Gather every line in the material below that contains the string "cooking", and treat case as significant.
━━ STORED DATA ━━
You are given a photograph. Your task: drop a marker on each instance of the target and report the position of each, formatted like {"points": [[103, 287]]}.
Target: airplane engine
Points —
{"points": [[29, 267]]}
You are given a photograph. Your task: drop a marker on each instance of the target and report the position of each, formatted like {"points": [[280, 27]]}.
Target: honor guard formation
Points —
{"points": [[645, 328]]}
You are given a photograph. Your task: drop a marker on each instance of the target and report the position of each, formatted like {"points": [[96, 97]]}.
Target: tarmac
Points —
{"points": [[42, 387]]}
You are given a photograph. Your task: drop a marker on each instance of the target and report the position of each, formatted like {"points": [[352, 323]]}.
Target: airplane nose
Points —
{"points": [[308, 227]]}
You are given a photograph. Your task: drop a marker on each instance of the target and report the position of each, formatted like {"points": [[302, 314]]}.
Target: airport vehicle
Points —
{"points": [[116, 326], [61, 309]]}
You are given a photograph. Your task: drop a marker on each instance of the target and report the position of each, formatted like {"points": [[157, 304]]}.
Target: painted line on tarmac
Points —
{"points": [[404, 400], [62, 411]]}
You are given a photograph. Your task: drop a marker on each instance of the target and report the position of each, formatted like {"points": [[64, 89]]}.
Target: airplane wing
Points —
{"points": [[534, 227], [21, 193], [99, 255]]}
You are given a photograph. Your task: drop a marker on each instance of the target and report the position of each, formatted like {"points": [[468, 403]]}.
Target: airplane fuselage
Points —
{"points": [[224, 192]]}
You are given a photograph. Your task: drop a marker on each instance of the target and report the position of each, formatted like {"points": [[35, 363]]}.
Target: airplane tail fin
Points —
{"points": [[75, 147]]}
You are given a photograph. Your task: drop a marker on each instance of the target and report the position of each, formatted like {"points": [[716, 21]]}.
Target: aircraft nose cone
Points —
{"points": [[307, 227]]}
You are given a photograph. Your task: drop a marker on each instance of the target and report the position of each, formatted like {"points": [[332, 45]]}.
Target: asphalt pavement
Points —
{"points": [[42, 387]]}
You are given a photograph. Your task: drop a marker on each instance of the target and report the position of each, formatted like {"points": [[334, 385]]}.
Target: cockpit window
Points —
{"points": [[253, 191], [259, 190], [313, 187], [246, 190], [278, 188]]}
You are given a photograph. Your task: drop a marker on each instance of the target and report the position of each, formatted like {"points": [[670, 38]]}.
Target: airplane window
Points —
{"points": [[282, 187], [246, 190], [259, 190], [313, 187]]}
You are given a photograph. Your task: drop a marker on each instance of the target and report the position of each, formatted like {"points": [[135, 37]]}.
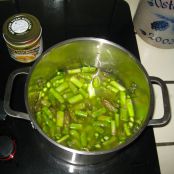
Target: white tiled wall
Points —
{"points": [[160, 63]]}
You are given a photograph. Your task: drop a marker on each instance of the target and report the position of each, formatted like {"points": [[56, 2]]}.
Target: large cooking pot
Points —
{"points": [[111, 57]]}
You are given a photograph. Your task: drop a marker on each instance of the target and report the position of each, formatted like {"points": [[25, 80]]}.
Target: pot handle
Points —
{"points": [[166, 104], [8, 91]]}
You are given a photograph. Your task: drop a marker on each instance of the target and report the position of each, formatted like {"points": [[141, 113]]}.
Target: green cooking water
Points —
{"points": [[85, 109]]}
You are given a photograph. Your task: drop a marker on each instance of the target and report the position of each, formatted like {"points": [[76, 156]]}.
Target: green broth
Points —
{"points": [[85, 109]]}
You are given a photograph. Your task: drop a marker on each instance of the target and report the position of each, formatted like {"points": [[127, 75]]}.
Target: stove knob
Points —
{"points": [[7, 148]]}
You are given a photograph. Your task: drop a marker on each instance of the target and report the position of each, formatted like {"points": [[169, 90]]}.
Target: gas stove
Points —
{"points": [[61, 20]]}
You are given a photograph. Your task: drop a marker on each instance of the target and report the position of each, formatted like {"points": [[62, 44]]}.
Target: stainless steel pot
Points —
{"points": [[93, 52]]}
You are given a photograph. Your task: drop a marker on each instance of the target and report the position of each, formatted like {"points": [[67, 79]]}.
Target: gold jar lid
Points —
{"points": [[21, 29]]}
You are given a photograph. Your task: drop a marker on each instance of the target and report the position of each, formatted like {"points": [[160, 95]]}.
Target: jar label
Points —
{"points": [[27, 55], [154, 22], [19, 25]]}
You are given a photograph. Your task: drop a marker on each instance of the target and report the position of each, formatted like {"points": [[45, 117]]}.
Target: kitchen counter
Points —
{"points": [[160, 63]]}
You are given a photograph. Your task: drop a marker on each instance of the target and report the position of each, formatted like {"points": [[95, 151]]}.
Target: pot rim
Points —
{"points": [[119, 147]]}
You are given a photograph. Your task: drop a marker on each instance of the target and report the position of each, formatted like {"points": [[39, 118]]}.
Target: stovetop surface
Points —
{"points": [[62, 20]]}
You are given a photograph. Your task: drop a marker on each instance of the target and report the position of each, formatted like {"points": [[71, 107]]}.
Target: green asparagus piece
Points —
{"points": [[104, 118], [126, 129], [65, 137], [75, 126], [99, 112], [57, 95], [76, 82], [130, 107], [81, 113], [75, 99], [60, 118], [117, 85], [74, 71], [88, 69], [113, 127], [62, 87], [83, 138]]}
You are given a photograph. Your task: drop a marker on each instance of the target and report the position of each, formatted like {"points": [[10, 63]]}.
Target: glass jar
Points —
{"points": [[22, 33], [154, 22]]}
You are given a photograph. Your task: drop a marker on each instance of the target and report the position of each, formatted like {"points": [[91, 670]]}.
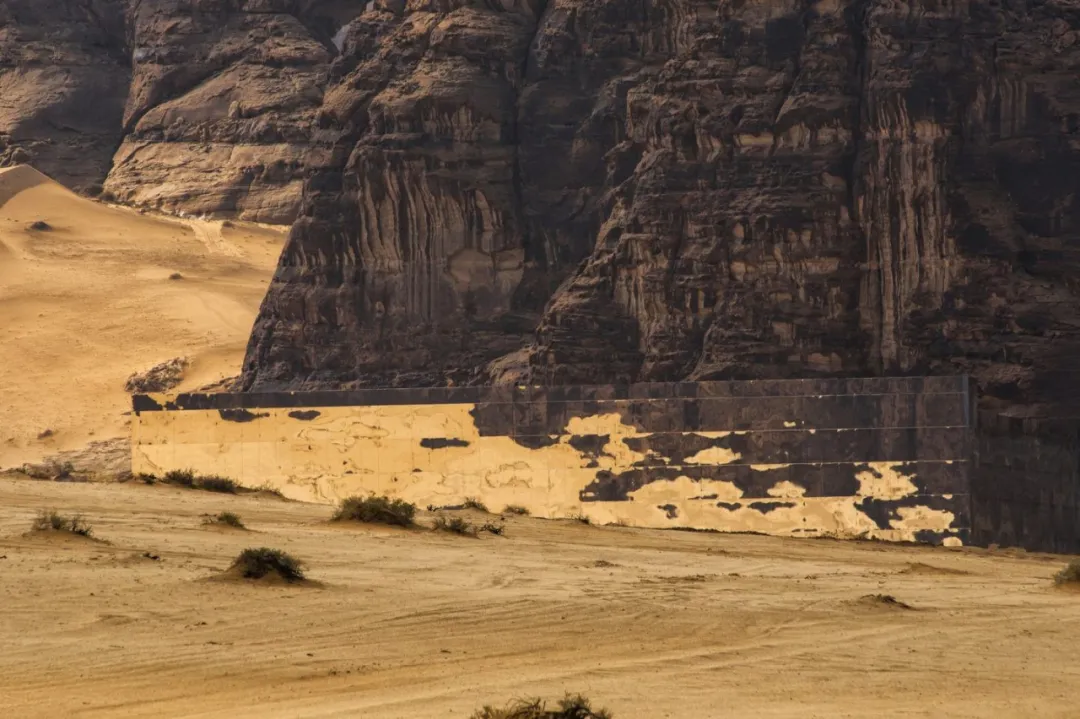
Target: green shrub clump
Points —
{"points": [[262, 561], [376, 510]]}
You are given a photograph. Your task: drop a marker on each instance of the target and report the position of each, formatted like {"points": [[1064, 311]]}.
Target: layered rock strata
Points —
{"points": [[197, 106], [688, 189]]}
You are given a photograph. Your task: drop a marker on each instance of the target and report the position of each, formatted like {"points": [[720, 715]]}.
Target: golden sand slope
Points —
{"points": [[89, 301], [416, 625]]}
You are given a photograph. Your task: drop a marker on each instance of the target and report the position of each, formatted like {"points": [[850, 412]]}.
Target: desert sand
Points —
{"points": [[409, 624], [88, 300]]}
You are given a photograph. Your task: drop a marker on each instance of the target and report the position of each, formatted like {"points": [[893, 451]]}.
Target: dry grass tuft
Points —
{"points": [[264, 561], [376, 510], [211, 483], [473, 503], [53, 521], [570, 707], [1069, 575], [227, 519]]}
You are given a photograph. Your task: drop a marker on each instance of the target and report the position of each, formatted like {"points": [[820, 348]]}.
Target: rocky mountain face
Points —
{"points": [[200, 106], [596, 190], [605, 190]]}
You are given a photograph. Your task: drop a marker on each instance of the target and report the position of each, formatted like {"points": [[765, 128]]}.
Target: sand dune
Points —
{"points": [[88, 300], [650, 624]]}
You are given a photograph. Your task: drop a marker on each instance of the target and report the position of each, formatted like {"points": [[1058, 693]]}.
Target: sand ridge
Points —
{"points": [[89, 300]]}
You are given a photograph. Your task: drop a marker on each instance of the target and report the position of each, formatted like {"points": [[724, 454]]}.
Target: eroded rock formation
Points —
{"points": [[201, 106], [595, 190], [688, 189]]}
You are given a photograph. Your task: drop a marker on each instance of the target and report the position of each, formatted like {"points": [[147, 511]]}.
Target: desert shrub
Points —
{"points": [[454, 525], [267, 489], [376, 510], [473, 503], [571, 707], [1070, 574], [259, 563], [181, 477], [54, 521], [215, 484], [211, 483], [228, 518]]}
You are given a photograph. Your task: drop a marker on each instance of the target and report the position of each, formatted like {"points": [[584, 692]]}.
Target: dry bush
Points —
{"points": [[227, 518], [473, 503], [1069, 575], [210, 483], [570, 707], [180, 477], [455, 526], [215, 484], [262, 561], [57, 523], [376, 510]]}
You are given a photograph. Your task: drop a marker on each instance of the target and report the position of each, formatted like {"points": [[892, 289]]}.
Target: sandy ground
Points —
{"points": [[649, 624], [89, 301]]}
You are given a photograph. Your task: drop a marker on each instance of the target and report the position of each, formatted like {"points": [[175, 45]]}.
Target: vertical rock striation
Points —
{"points": [[223, 96]]}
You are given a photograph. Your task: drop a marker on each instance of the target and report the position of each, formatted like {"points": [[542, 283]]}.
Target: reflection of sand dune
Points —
{"points": [[89, 300]]}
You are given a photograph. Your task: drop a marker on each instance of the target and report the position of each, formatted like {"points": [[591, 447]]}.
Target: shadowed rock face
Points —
{"points": [[688, 189], [63, 80], [202, 106], [595, 190]]}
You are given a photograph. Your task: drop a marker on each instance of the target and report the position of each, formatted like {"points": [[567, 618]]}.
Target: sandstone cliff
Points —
{"points": [[595, 190], [683, 189], [201, 106]]}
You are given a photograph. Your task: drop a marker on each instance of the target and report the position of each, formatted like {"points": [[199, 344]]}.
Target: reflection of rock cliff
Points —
{"points": [[715, 189]]}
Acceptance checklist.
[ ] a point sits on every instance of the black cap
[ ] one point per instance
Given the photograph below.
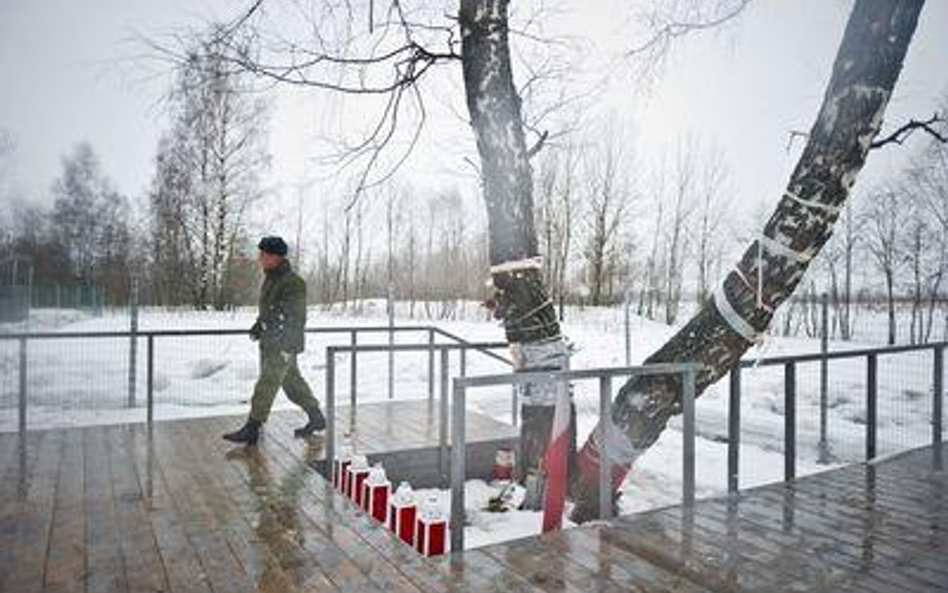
(274, 245)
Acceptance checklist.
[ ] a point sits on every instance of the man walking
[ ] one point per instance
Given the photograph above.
(279, 329)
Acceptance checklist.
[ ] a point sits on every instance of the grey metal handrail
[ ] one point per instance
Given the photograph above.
(688, 371)
(790, 362)
(444, 349)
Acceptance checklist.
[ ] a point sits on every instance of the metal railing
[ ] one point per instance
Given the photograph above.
(790, 364)
(687, 371)
(444, 350)
(151, 336)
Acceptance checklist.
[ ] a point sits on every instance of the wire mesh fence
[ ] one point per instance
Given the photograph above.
(99, 377)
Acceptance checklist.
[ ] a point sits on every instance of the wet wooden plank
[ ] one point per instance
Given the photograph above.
(328, 534)
(14, 487)
(825, 550)
(179, 558)
(105, 569)
(258, 479)
(191, 500)
(34, 511)
(478, 572)
(143, 566)
(548, 569)
(66, 561)
(592, 547)
(794, 560)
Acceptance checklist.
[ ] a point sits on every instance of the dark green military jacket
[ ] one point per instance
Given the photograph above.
(282, 310)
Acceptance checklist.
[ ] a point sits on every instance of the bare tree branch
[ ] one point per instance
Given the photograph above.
(900, 135)
(668, 28)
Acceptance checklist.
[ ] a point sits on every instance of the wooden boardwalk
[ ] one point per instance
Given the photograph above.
(121, 508)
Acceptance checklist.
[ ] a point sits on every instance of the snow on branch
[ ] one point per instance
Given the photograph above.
(900, 135)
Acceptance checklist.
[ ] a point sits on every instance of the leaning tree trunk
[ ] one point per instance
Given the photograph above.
(867, 65)
(520, 296)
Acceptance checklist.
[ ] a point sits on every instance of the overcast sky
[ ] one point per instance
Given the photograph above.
(65, 76)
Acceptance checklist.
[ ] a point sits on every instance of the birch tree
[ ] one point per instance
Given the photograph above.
(864, 74)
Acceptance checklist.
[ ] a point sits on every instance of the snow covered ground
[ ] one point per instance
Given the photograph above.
(77, 382)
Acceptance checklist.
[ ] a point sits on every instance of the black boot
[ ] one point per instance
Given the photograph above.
(316, 422)
(248, 434)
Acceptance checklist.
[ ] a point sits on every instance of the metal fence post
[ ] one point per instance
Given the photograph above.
(391, 341)
(688, 452)
(443, 419)
(823, 447)
(150, 388)
(605, 467)
(872, 393)
(330, 407)
(133, 342)
(22, 405)
(430, 364)
(734, 429)
(458, 471)
(790, 421)
(938, 394)
(514, 404)
(353, 371)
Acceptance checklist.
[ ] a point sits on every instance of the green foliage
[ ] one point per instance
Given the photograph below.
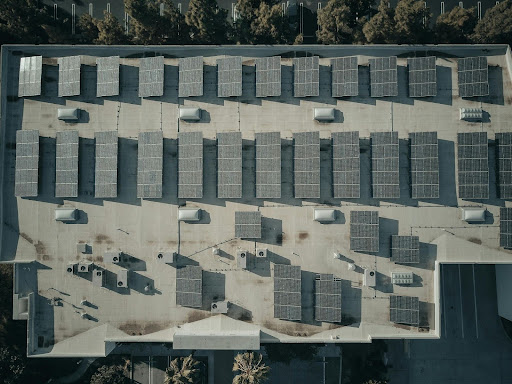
(496, 25)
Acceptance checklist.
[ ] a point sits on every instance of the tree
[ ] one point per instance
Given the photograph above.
(496, 25)
(412, 19)
(207, 22)
(183, 370)
(380, 29)
(251, 368)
━━━
THE RESPONSE -
Target: large cooking pot
Target: green cooking water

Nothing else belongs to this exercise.